**WORK INSTRUCTION:** Below are the records; how many of their lines contain "order"? Reply only with that figure.

**DATASET RECORDS:**

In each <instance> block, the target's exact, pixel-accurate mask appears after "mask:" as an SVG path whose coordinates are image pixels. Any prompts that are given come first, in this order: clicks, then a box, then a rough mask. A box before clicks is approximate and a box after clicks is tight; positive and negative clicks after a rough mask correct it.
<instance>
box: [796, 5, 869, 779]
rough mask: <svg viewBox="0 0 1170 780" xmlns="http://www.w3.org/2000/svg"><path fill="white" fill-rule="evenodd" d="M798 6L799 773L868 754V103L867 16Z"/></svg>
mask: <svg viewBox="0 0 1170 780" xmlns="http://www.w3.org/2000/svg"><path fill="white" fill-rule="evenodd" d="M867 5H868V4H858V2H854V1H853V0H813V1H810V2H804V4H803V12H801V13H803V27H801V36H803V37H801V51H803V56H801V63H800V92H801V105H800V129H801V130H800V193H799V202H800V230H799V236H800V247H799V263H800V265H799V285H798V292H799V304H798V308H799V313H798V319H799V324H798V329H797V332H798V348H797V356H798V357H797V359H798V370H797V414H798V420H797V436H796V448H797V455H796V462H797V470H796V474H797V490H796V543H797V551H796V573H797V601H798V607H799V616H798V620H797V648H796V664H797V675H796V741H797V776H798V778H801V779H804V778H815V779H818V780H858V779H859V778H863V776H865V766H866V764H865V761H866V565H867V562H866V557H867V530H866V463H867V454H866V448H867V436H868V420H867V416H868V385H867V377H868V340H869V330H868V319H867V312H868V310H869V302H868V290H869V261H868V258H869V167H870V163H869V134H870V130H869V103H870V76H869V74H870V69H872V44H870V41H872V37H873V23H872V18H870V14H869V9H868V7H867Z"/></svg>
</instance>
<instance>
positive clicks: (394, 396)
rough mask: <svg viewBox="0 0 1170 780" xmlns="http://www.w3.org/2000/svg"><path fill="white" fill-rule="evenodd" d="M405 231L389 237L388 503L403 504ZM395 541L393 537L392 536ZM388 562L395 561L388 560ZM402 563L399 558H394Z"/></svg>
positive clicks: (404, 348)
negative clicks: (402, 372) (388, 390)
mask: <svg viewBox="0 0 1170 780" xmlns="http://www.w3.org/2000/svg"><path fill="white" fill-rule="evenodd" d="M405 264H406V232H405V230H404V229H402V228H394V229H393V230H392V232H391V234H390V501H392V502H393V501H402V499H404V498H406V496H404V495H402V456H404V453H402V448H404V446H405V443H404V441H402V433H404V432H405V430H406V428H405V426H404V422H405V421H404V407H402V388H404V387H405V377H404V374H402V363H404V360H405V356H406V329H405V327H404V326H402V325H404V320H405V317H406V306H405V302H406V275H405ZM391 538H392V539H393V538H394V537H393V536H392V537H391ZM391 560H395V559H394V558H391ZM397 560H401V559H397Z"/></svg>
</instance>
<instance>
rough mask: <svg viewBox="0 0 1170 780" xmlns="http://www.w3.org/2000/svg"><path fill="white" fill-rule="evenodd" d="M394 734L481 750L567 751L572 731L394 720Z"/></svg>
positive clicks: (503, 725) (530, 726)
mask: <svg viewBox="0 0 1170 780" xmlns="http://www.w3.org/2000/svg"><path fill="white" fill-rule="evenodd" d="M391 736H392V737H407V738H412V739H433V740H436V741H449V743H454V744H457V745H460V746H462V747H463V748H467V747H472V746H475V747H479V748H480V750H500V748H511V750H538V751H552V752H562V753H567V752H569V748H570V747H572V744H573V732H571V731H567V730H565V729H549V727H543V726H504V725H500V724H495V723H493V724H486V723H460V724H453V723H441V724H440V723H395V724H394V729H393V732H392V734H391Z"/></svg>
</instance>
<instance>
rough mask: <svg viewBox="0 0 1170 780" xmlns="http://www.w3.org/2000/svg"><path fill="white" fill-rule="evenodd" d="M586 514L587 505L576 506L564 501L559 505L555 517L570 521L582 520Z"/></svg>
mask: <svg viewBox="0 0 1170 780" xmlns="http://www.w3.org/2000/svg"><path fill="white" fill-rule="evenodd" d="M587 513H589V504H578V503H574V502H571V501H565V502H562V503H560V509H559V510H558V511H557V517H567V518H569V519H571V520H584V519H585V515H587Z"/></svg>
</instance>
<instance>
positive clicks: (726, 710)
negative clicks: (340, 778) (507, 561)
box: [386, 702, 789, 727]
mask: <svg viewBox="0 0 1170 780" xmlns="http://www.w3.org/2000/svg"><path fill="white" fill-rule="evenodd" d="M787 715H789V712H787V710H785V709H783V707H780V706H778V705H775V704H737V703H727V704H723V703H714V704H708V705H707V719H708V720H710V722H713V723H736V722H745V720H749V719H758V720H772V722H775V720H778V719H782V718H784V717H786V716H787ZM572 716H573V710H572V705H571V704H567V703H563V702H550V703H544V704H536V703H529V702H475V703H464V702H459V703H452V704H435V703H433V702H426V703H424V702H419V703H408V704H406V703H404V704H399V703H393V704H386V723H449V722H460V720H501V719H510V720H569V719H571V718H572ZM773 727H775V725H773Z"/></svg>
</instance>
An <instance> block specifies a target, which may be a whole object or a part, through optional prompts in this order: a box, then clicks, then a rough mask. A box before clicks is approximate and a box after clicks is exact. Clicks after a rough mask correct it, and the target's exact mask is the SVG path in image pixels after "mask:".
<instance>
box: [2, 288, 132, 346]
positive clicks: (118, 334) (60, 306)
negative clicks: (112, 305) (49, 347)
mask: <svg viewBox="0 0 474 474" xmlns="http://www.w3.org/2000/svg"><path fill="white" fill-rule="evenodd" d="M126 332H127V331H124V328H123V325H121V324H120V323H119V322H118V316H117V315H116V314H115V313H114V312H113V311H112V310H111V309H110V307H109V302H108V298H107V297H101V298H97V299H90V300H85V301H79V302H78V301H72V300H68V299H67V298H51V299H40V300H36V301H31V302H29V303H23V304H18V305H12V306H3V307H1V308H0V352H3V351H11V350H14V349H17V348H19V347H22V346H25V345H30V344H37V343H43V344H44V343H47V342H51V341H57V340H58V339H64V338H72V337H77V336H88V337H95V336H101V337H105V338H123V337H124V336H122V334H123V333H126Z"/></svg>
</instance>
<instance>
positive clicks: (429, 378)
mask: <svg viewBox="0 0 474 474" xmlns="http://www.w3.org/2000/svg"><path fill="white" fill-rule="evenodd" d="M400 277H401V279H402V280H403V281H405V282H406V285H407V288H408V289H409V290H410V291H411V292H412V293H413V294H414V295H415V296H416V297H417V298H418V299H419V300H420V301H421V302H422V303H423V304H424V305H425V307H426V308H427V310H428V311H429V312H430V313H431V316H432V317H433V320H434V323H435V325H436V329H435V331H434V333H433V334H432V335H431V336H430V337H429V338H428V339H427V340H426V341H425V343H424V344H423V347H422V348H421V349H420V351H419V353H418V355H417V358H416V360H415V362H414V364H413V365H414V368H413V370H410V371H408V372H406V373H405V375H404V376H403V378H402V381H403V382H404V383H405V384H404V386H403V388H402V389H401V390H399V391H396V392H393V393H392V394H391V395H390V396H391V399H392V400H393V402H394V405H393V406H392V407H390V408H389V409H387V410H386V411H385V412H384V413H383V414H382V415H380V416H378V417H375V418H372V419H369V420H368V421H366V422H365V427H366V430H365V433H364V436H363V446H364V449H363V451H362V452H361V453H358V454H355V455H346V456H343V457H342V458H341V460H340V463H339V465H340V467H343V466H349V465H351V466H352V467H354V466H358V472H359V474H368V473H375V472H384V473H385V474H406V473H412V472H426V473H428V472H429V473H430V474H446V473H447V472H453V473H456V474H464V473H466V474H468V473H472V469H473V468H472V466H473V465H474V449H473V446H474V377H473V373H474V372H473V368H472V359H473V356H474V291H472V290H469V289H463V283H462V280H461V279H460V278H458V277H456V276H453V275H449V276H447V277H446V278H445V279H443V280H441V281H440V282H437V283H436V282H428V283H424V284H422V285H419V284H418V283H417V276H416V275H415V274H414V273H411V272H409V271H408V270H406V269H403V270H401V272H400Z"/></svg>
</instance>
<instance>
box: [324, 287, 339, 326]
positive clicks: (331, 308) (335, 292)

**ANSWER TO THIS EXERCISE:** 2